(TEXT EXCERPT Opens)

6th Sunday in Ordinary Time
02/15/2009
Readings
Leviticus 13:1-2, 44-46
1 Corinthians 10:31-11:1
Mark 1:40-45

When the early Church was determining the canon of Scripture – which books belonged in the Christian Bible – one of their most momentous decisions was to include four separate accounts of the life of Jesus. This was not an obvious choice; in fact it seems more likely from a human perspective that they would have chosen just one Gospel or would have combined multiple Gospels into one account (ideas which both had some support). Instead they decided to place four distinct Gospels side-by-side without attempting harmonize them.

Having four separate accounts, however, has led to many attempts to find the differences between the accounts and exploit them in an attack on their veracity. But like any lawyer will tell you, multiple eyewitnesses can give you distinct accounts without their underlying stories conflicting. Each is simply emphasizing what they feel is most important and what most impresses them.

(TEXT EXCERPT Closes)
(INFORMATION SUPPLIED Opens)

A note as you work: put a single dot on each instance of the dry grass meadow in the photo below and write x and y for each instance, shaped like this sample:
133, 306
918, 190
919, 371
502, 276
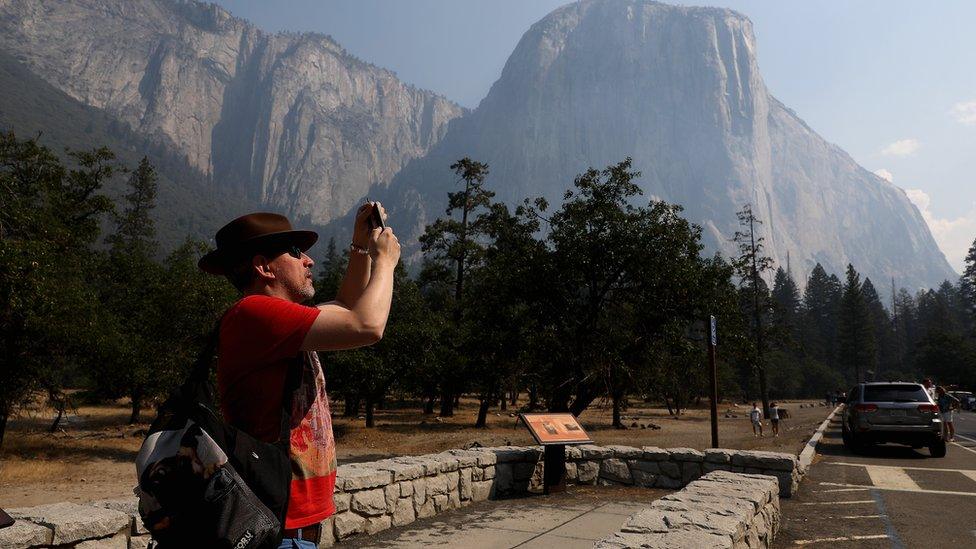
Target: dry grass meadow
92, 455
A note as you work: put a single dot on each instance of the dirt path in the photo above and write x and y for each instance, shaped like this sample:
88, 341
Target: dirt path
92, 457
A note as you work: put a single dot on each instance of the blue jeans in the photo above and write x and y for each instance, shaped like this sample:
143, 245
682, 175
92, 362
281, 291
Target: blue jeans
292, 543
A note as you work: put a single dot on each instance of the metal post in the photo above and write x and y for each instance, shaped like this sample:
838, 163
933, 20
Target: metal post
554, 469
713, 382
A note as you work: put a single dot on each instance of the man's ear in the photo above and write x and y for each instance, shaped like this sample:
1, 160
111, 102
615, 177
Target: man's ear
262, 267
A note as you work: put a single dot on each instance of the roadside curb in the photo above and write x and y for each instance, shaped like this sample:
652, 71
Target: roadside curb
810, 450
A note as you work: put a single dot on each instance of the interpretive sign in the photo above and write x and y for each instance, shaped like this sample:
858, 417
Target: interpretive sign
555, 429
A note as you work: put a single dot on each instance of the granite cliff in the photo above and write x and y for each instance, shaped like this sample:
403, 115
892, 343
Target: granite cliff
291, 121
679, 90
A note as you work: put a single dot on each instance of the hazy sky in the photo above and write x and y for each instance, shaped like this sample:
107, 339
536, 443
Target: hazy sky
892, 82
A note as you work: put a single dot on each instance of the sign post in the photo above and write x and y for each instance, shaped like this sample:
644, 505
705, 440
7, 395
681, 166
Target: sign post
554, 432
713, 382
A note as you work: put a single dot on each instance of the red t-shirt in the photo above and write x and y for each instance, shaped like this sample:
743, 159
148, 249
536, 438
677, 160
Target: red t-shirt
260, 337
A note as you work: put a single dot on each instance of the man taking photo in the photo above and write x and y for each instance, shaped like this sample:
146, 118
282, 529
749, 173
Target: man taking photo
269, 330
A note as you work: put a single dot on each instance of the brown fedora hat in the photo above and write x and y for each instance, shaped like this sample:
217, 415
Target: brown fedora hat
254, 232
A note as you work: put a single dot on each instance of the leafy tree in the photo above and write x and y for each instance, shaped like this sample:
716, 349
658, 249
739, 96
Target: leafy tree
49, 220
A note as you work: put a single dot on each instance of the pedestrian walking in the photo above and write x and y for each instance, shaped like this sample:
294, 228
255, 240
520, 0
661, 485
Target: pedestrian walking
947, 409
756, 417
774, 418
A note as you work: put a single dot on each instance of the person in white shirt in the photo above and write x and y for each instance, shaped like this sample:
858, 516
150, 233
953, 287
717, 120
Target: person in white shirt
756, 417
774, 419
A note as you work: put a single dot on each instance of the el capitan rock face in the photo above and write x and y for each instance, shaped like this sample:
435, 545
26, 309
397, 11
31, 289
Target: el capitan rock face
293, 122
679, 90
290, 120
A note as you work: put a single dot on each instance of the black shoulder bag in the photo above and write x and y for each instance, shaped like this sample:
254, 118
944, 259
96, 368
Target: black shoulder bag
205, 483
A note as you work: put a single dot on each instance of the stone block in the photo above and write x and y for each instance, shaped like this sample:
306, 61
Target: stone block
645, 466
509, 454
400, 470
441, 503
523, 471
404, 512
419, 491
71, 522
341, 501
588, 471
616, 470
448, 462
686, 454
370, 502
690, 471
438, 485
718, 455
643, 479
119, 541
481, 490
328, 533
391, 493
427, 509
128, 505
465, 486
592, 451
625, 452
663, 481
377, 524
356, 477
653, 453
670, 469
23, 534
348, 524
571, 472
764, 460
469, 458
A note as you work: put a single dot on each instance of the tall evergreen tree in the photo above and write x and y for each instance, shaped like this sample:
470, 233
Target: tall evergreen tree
855, 336
750, 266
457, 242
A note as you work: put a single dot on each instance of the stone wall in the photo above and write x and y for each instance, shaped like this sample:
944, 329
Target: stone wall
377, 495
721, 509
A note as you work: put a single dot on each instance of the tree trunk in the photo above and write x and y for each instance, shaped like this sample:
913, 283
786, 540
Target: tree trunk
483, 412
351, 408
57, 420
136, 407
369, 412
447, 402
3, 426
616, 411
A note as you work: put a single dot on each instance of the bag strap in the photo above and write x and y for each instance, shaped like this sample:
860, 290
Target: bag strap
200, 376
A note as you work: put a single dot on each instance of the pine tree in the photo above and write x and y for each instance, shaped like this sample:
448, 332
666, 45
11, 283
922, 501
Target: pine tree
855, 336
750, 266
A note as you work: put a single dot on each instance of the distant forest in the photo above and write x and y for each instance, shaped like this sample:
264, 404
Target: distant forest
603, 298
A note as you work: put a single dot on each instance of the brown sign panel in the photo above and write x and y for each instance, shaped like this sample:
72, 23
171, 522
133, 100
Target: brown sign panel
555, 429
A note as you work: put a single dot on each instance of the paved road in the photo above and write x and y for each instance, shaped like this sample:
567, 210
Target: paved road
892, 496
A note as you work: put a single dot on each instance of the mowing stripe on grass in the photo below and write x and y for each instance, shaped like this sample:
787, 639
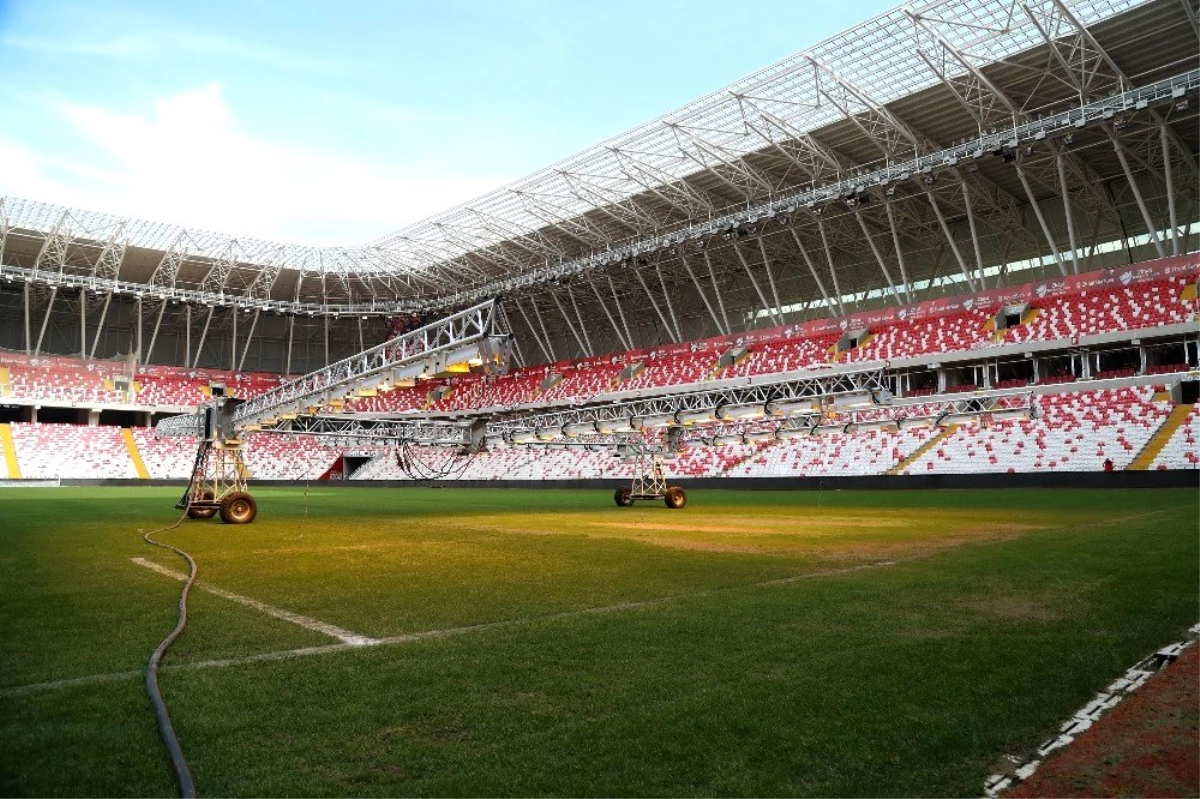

(INFORMATION SUPPLIED Closes)

** EXERCISE SET **
1. Retype the stretch of the Sunday reflection from "When the early" through "attempting harmonize them.".
2. List the Scripture passages the Sunday reflection gives as its readings.
The records above are separate material and have no connection to the Sunday reflection.

** WRITTEN ANSWERS **
1.
When the early Church was determining the canon of Scripture – which books belonged in the Christian Bible – one of their most momentous decisions was to include four separate accounts of the life of Jesus. This was not an obvious choice; in fact it seems more likely from a human perspective that they would have chosen just one Gospel or would have combined multiple Gospels into one account (ideas which both had some support). Instead they decided to place four distinct Gospels side-by-side without attempting harmonize them.

2.
Leviticus 13:1-2, 44-46
1 Corinthians 10:31-11:1
Mark 1:40-45